# SOURCE TEXT

Delivery problems are not all generated by suppliers. If you calculate the delivery date from the lead time we quote, and then delay placing your order, we won’t be able to hit that date. If you cause a delay during the project, the end date will most likely slip an amount equal to the initial delay. If you ask us what you can do to get the machine a month earlier, we may respond, “Place the order with us a month earlier.”

Customers sometimes offer to pay overtime to get a machine earlier; save your money. Shortening a carefully generated machine schedule is nearly impossible. The gating item in machine delivery is almost never material lead times, engineering time, or assembly labor-the three items that can sometimes be influenced by an influx of cash. One of the more difficult-to-predict items in a schedule is the completion of the debug process, and we must be allowed to fully debug the process or you won’t be satisfied with the result.

Price and Payment Terms

The payment terms we specify in our proposal are designed to keep our cash-flow relative to your project slightly on the positive side, so we always have operating capital.

Please don’t assume there is fat in our price to cover additional requests you might make. Our quoted price covers our expenses and includes a modest profit margin that allows us to keep our prices competitive, and allows us to survive and grow. Our expenses include engineering time, fabrication labor, assembly and debug labor, travel expense, incoming freight, purchasing of commercial and fabricated machine parts, benefits, insurance, taxes, building maintenance, utilities and administrative overhead.

Our quoted price will be held for a finite term. The prices we pay for wages, benefits, materials, parts, services and even taxes are fluid. These prices form the basis of the prices we charge for our products. Please don’t dust off a year-old proposal and assume we will honor it. We may honor it, but we may not be able to.

Design and Build

In our proposal, we described a concept for your project-not the only possible concept-but a concept that we are certain will work. Some changes may be required during the design phase, maybe even as early as our kickoff meeting. A change in the project concept or means of execution of the included functions does not necessarily mean a change in the price. A change in the project scope, however, implies additional or fewer features or functions, and will drive a price change.

Some customers just can’t help themselves; they need to ask, “Have you done this before?” I have never seen the answer to this question affect the project one way or another. We may not have done this particular combination of tasks before, but we know the laws of physics; we apply them daily, and we’re pretty sure they don’t change from job to job. Of course, if you ask us to look at a project that makes use of technology too far removed from our areas of expertise, nuclear physics, for example, we will respectfully decline to quote it.

Design reviews are intended to be an interactive activity; not merely a presentation by us. We are responsible to make this machine function to the requirements, but you should not be a passive partner. You need to understand what you see and hear, question it, suggest improvements, and agree or disagree. Your company is depending on you to bring in a successful project.

We like to hold the design reviews at our facility so we can show you our facility and capabilities, and we can pull in additional people from our staff, if necessary, to explain the details of a technical issue. We also have the requisite computer-based equipment here to make the review a satisfying experience.

There are practical limits to our resources and tools for doing business. We do not have all of the CAD software packages that are on the market; we will use one of our standard packages, and convert the resultant documentation to your desired format if necessary.

Debug, Qualification and Installation

You need to consider expenses in addition to the equipment you want to purchase from us. One such expense is travel to design reviews. Others include the equipment delivery, and product components and material to be used for debug and qualification. We may need significant quantities of your product components and material for developing the OEM subassemblies such as feeders, welders, markers and crimpers that go into your project. Components used for feeder development, for example, will not be suitable for reuse as debug components for the machine.

# RECORD SET
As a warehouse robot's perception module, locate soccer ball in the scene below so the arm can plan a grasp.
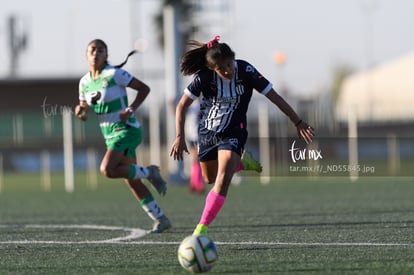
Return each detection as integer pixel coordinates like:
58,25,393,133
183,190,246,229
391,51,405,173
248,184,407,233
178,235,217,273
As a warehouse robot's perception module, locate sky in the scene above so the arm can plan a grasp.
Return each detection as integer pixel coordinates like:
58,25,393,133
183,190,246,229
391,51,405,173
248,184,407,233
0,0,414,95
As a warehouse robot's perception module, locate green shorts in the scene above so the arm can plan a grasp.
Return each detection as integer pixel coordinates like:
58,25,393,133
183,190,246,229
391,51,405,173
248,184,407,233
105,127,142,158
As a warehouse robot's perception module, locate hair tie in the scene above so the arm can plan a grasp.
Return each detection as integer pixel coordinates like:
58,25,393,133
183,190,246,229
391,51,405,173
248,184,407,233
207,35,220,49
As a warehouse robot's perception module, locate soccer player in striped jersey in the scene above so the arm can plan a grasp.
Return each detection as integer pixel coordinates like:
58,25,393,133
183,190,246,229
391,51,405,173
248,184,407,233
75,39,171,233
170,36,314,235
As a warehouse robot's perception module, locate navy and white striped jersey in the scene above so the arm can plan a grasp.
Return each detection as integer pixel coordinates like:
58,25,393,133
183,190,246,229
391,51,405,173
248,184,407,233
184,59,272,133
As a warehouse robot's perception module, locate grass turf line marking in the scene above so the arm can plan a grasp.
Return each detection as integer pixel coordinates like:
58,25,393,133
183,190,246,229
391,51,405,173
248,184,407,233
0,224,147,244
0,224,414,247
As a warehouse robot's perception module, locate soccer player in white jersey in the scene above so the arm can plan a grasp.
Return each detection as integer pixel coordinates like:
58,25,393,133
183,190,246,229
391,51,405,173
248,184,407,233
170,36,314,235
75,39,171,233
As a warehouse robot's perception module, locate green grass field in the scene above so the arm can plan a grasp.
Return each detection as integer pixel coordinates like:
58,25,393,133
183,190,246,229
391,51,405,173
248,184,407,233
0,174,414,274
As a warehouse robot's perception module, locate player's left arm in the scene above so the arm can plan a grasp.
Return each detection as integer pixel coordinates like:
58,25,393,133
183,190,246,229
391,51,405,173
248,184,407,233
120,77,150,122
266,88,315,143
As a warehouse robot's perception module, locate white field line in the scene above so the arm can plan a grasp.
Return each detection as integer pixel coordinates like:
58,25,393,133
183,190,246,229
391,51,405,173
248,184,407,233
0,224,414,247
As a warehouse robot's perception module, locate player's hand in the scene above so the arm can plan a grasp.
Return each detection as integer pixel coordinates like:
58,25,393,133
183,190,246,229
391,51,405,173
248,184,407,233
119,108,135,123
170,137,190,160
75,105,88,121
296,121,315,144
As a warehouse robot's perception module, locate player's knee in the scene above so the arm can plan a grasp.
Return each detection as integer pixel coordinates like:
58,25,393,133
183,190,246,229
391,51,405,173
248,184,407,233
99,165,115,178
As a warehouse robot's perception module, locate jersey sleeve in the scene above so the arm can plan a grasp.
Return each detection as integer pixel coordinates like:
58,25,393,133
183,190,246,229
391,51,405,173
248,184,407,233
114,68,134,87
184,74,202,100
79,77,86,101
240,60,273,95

...

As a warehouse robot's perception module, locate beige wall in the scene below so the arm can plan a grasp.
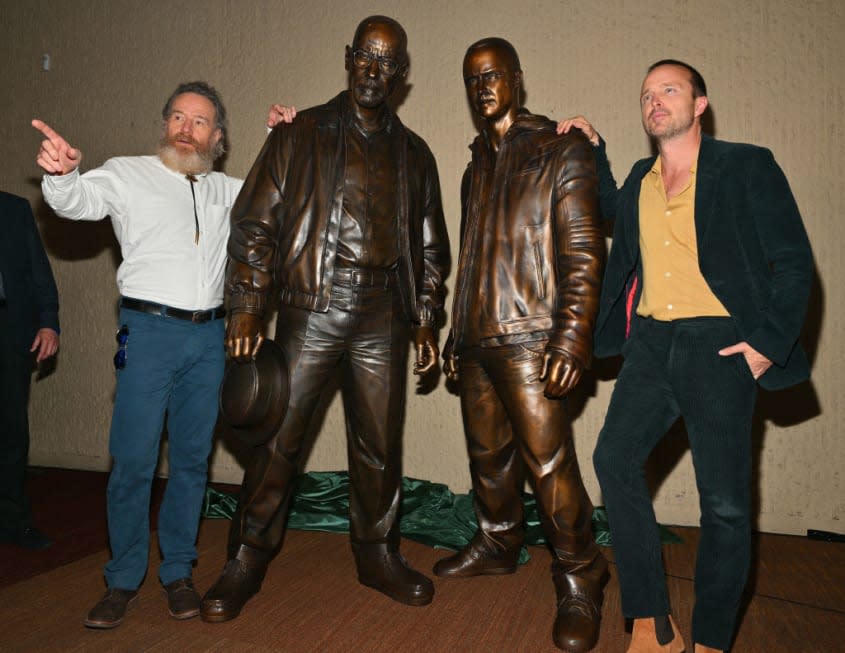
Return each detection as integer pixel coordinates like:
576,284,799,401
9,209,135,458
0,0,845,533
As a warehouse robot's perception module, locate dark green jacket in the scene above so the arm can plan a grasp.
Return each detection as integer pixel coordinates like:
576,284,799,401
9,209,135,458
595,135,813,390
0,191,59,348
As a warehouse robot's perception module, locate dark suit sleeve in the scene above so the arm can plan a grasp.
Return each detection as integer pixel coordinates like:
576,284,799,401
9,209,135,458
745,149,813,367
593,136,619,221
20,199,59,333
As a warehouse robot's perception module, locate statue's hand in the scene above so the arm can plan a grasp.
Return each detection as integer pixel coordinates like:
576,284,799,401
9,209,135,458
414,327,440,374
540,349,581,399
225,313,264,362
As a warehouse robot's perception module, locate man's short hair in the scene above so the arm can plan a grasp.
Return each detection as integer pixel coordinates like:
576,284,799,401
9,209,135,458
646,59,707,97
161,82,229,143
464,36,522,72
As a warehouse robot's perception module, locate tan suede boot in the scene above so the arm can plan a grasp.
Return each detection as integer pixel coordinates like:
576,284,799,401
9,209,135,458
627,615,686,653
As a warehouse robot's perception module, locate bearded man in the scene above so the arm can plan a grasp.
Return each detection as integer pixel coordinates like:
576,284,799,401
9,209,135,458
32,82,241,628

* * *

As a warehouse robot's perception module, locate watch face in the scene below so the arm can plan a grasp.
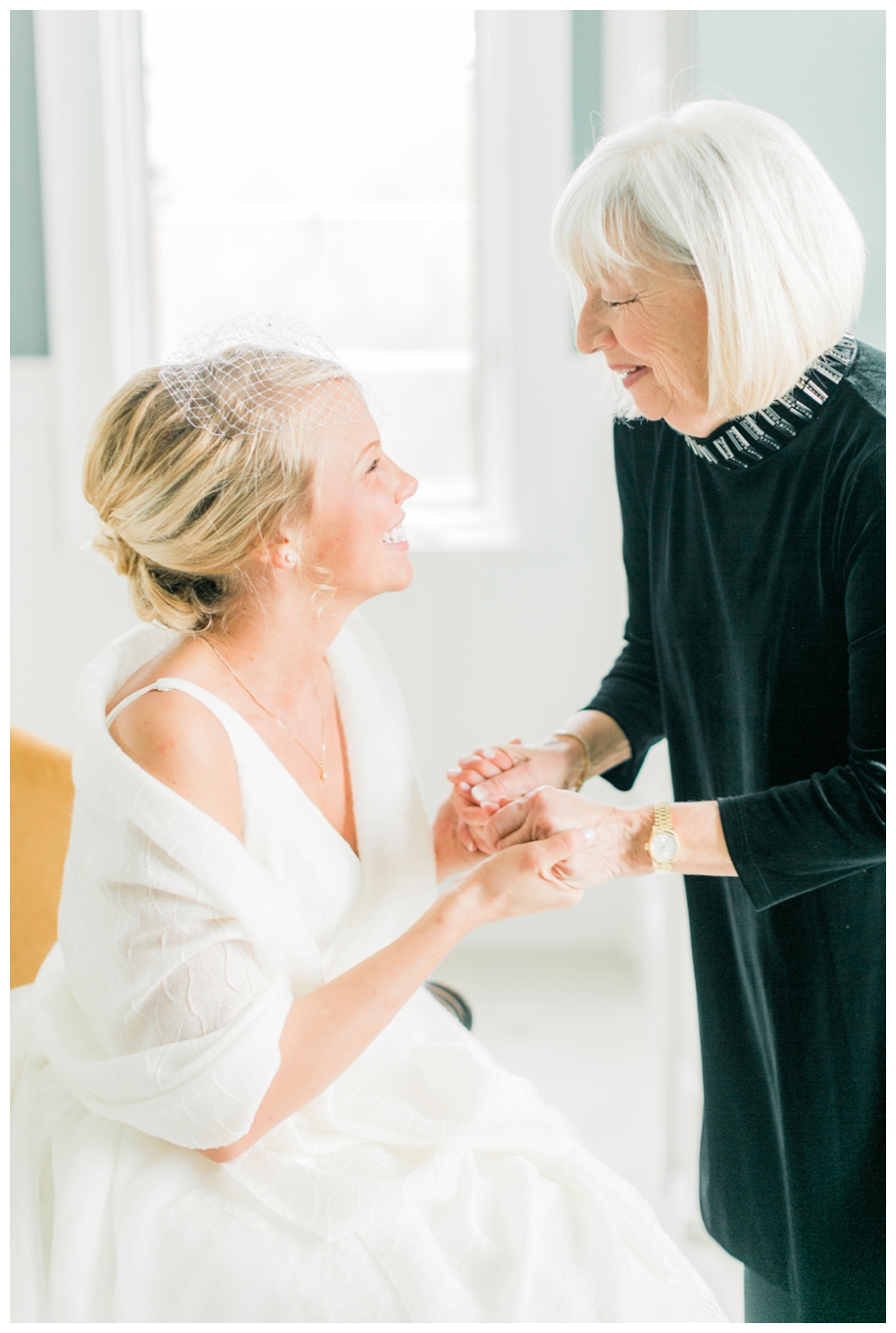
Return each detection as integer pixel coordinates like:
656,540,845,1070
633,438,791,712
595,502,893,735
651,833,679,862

# WHAT TO WORK ON
1. Do the following statements agree with the machine-building text? Answer yes or no for each, quoting the words of the text that decide it.
(a) The quoted price is held for an unlimited time.
(b) Components used for feeder development can be reused as debug components for the machine.
(c) The builder prefers to hold design reviews at its own facility.
2. List every OEM subassembly that the machine-building text names as an example.
3. Print the machine-building text from "The payment terms" to "and administrative overhead.".

# CORRECT ANSWERS
1.
(a) No: "Our quoted price will be held for a finite term."
(b) No: "Components used for feeder development, for example, will not be suitable for reuse as debug components for the machine."
(c) Yes: "We like to hold the design reviews at our facility"

2. feeders, welders, markers, crimpers

3.
The payment terms we specify in our proposal are designed to keep our cash-flow relative to your project slightly on the positive side, so we always have operating capital.

Please don’t assume there is fat in our price to cover additional requests you might make. Our quoted price covers our expenses and includes a modest profit margin that allows us to keep our prices competitive, and allows us to survive and grow. Our expenses include engineering time, fabrication labor, assembly and debug labor, travel expense, incoming freight, purchasing of commercial and fabricated machine parts, benefits, insurance, taxes, building maintenance, utilities and administrative overhead.